**SOURCE EXTRACT**.
┏━━

Questions: Confounding Variables and Internal Validity
5 questions to test your understanding
Score: 0 / 5
Question 1 Multiple Choice
A study finds that cities with more hospitals per capita have higher death rates. A policy student concludes hospitals are harmful and proposes reducing hospital funding. What is the most likely confounding variable?
ACity population size — larger cities have more hospitals and more deaths in raw numbers
BIllness severity — sicker populations both seek hospital care and are more likely to die, making hospitals appear harmful
CHospital quality — better hospitals attract more patients who then die despite good care
DMedical staff shortages — fewer doctors per patient leads to both more hospitals and higher death rates
Illness severity is the classic confound here: sicker populations create demand for more hospitals AND are more likely to die regardless of care quality. The pre-existing illness explains both the number of hospitals and the death rate — it is a systematic alternative explanation for both variables. This is selection bias at the population level: the comparison groups (high-hospital vs. low-hospital cities) differ in population health before any hospital effect can be measured. The causal direction is reversed from what the naive interpretation suggests.
Question 2 Multiple Choice
A school tests a new reading curriculum by comparing students in the new program (Group A) to students from the previous year who used the old curriculum (Group B). Group A scores 15% higher. What is the primary threat to internal validity?
ARegression to the mean — Group A's scores are likely to drop back toward average next year
BHistory effects — other improvements (new teachers, school initiatives) may have occurred between the two years
CDemand characteristics — Group A students knew they were in the new curriculum and tried harder
DThe sample was too small — adding more students would have eliminated these confounds
Comparing across different years means any changes between years are potential confounds. History effects capture exactly this: external events (new teachers, school-wide initiatives, demographic shifts) that occurred between the two measurement periods could explain the score difference independently of the curriculum. Option D is a key misconception: more participants increase statistical power but do not remove confounds — confounding is a design problem, not a sample-size problem.

┗━━

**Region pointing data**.

┏━━

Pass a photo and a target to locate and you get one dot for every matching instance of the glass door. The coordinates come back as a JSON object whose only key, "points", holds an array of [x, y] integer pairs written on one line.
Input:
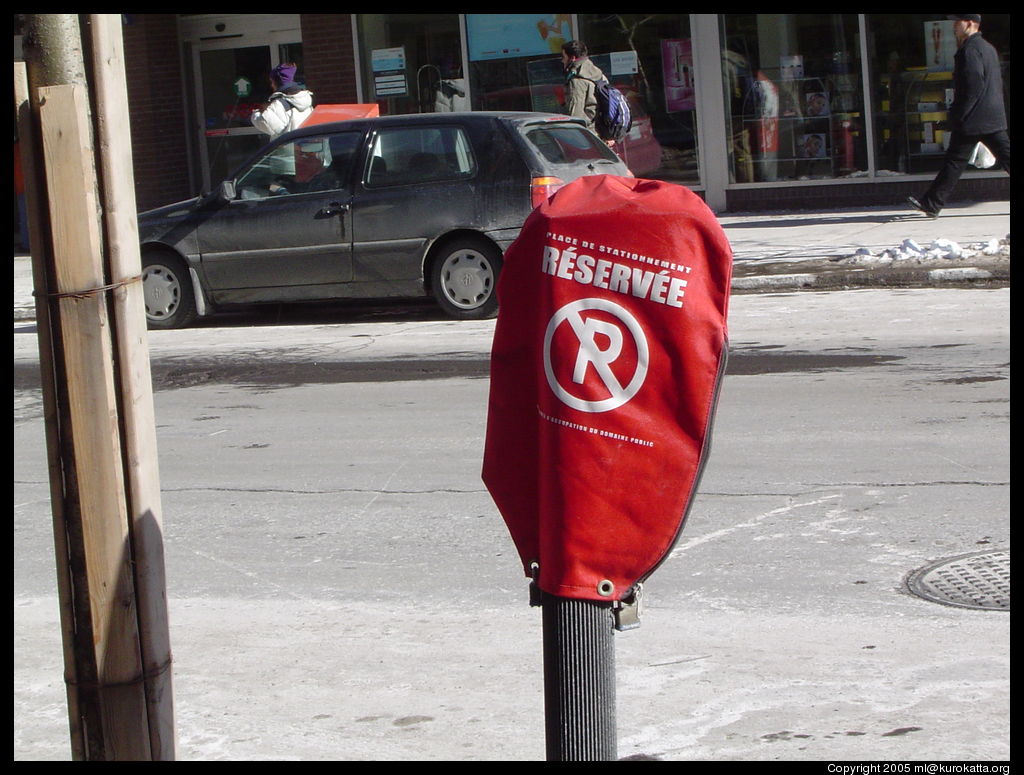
{"points": [[231, 81]]}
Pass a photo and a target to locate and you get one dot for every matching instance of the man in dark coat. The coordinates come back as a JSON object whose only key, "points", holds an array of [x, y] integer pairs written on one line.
{"points": [[977, 115]]}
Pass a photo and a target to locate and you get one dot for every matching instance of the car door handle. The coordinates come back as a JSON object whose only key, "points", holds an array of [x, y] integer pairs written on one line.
{"points": [[335, 208]]}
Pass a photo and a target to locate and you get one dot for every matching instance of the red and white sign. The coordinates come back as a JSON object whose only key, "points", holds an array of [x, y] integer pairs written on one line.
{"points": [[608, 351]]}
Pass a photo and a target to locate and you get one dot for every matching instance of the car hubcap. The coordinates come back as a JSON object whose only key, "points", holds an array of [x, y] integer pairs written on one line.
{"points": [[161, 291], [467, 278]]}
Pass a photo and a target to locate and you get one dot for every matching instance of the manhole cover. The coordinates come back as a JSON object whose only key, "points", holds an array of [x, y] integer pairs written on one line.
{"points": [[972, 580]]}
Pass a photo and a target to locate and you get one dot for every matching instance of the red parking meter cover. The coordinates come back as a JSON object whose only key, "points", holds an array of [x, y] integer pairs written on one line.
{"points": [[608, 350]]}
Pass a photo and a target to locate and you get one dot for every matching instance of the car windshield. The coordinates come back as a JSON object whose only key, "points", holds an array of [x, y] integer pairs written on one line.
{"points": [[308, 164], [566, 143]]}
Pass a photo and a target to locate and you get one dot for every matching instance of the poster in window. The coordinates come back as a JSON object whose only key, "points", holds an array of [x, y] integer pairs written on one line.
{"points": [[817, 103], [812, 145], [677, 73], [505, 36]]}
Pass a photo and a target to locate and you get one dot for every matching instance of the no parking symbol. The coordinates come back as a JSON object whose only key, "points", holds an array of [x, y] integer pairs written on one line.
{"points": [[599, 345]]}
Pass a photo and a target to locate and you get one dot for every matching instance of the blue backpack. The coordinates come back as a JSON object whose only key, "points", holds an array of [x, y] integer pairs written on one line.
{"points": [[613, 119]]}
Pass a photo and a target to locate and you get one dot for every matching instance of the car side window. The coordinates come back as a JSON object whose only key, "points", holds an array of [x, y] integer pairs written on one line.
{"points": [[418, 155], [566, 143], [308, 164]]}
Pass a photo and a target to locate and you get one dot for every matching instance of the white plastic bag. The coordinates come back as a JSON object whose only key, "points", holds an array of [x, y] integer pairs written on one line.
{"points": [[981, 158]]}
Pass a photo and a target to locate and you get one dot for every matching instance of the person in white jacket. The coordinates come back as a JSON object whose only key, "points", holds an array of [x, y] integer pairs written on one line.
{"points": [[289, 105]]}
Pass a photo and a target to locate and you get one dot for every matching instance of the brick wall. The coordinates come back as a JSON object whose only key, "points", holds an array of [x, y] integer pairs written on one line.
{"points": [[329, 56], [159, 130]]}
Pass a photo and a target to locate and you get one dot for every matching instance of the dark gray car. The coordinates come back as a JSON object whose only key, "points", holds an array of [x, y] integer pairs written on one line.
{"points": [[397, 206]]}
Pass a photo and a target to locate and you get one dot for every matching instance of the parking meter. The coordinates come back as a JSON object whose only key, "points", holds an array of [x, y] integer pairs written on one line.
{"points": [[608, 351]]}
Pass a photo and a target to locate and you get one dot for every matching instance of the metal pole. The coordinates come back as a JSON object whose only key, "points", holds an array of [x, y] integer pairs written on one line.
{"points": [[579, 680]]}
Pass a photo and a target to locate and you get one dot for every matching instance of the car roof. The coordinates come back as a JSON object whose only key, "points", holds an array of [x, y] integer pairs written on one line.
{"points": [[466, 117]]}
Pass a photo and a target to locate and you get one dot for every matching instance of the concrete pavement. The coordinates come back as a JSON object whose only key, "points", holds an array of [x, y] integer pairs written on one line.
{"points": [[883, 246]]}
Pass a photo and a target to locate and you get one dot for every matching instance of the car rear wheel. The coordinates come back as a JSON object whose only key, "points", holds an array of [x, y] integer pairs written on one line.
{"points": [[167, 291], [465, 278]]}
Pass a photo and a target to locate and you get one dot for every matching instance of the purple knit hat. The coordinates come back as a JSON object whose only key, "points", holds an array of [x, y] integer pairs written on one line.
{"points": [[284, 75]]}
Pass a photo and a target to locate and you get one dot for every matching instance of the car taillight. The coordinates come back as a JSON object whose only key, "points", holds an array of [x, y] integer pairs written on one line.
{"points": [[542, 187]]}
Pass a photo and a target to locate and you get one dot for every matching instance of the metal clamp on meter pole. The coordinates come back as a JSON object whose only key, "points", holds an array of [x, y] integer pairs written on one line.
{"points": [[608, 352]]}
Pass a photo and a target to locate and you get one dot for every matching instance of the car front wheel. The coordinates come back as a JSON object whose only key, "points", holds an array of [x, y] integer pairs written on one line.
{"points": [[465, 278], [167, 291]]}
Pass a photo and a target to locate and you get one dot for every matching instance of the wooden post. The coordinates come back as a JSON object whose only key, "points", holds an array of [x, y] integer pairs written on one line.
{"points": [[107, 68], [100, 427]]}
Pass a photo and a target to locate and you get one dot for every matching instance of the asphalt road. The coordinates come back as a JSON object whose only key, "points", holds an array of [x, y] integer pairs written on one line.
{"points": [[342, 588]]}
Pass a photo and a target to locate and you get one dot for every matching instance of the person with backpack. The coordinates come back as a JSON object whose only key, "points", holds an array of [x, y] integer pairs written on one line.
{"points": [[589, 95], [289, 105]]}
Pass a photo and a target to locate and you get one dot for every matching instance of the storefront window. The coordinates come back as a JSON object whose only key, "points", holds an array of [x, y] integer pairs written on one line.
{"points": [[649, 56], [911, 62], [794, 96], [412, 62], [515, 60]]}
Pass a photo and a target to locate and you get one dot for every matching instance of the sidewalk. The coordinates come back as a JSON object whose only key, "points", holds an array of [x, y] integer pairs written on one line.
{"points": [[827, 249]]}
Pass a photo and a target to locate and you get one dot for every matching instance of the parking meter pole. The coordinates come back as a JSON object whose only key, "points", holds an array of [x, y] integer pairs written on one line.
{"points": [[579, 680]]}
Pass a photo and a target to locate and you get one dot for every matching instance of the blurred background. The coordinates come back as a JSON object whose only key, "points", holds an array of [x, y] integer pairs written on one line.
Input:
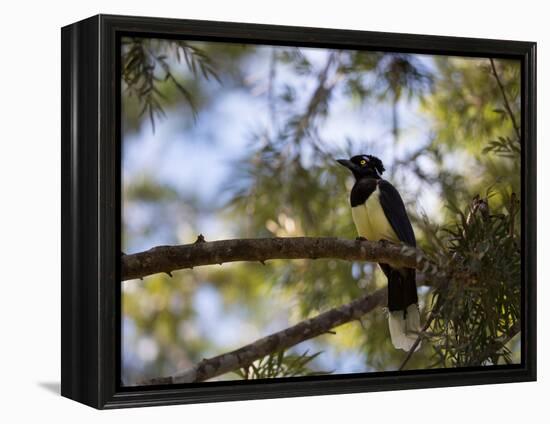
{"points": [[231, 140]]}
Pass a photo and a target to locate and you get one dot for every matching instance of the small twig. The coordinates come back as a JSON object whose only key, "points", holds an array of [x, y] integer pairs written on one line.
{"points": [[506, 103]]}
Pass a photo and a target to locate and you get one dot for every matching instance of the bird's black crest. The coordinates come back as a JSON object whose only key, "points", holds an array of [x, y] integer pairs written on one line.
{"points": [[376, 163]]}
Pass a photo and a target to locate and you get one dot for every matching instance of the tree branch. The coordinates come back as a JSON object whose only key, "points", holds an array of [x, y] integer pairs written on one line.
{"points": [[281, 340], [505, 99], [170, 258]]}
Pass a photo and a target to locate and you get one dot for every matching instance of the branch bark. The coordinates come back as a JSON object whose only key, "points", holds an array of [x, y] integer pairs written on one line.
{"points": [[281, 340], [170, 258]]}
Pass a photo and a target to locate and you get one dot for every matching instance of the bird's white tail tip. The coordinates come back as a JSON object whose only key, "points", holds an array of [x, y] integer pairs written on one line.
{"points": [[404, 331]]}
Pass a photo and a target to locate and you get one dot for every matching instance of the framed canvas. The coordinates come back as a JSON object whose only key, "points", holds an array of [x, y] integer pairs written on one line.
{"points": [[254, 211]]}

┗━━

**TASK PROMPT**.
Answer these questions using the quiz on confounding variables.
(a) What does the policy student propose in the hospital scenario?
(b) How much higher does Group A score than Group B in the reading curriculum scenario?
(c) According to the explanation for the reading curriculum scenario, what do more participants increase?

**THE ANSWER**.
(a) Reducing hospital funding.
(b) 15% higher.
(c) Statistical power.